§ **What you will do**: Please show each line of the listing where "road" is present.

§ **Input material**:
····················
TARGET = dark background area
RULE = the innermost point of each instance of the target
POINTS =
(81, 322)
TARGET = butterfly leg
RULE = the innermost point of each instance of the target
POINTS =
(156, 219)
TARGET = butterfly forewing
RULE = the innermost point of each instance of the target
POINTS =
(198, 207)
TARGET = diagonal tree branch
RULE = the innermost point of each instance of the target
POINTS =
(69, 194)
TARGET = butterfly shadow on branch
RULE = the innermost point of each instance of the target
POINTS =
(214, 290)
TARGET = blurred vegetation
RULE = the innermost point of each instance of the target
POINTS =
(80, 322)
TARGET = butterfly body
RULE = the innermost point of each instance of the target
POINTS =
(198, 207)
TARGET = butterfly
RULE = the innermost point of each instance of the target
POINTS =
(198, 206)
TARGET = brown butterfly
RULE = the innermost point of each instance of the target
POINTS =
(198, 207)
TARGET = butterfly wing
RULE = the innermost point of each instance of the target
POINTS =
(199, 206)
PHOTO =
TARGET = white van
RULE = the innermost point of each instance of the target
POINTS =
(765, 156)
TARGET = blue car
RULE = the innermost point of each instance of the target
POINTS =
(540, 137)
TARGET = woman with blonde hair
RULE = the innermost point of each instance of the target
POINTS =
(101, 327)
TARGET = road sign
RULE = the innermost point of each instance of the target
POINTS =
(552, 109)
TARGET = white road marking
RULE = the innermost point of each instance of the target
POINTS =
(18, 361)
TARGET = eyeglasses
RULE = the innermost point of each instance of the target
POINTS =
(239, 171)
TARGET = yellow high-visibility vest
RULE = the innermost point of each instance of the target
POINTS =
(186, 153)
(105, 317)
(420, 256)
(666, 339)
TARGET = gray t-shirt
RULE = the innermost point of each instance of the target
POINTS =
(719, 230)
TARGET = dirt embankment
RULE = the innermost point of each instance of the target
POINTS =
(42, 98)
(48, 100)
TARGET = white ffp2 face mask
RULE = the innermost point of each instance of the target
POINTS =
····················
§ **Answer box**:
TARGET = road sign
TARGET = white road marking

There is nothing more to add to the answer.